Task requirements:
Look through the listing for the word "SELECT". Copy each line that has it.

The data:
○ ○ ○ ○
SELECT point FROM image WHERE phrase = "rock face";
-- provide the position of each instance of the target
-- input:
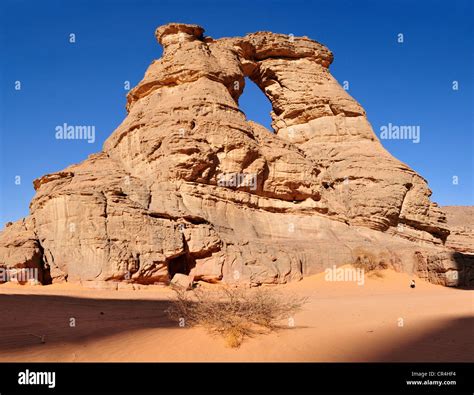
(186, 184)
(461, 224)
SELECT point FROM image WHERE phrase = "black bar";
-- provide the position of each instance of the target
(288, 378)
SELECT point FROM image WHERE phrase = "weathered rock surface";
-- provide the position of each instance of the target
(186, 184)
(461, 224)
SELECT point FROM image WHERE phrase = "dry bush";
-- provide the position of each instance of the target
(234, 313)
(377, 274)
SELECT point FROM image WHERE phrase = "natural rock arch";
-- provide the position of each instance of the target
(159, 192)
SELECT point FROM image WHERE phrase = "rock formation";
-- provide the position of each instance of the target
(186, 184)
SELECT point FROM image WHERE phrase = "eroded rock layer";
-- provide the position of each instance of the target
(186, 184)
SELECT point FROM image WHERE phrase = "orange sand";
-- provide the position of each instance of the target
(341, 322)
○ ○ ○ ○
Response:
SELECT point FROM image WHERE phrase = "rock face";
SELECT point FROM image WHERE phrase = "black bar";
SELECT point FROM image WHERE phrase = "weathered rock surface";
SELECT point FROM image WHERE phrase = "dry bush";
SELECT point FROM image WHERE phrase = "natural rock arch";
SELECT point FROM image WHERE phrase = "rock formation";
SELECT point FROM image WHERE phrase = "eroded rock layer";
SELECT point FROM image WHERE phrase = "orange sand";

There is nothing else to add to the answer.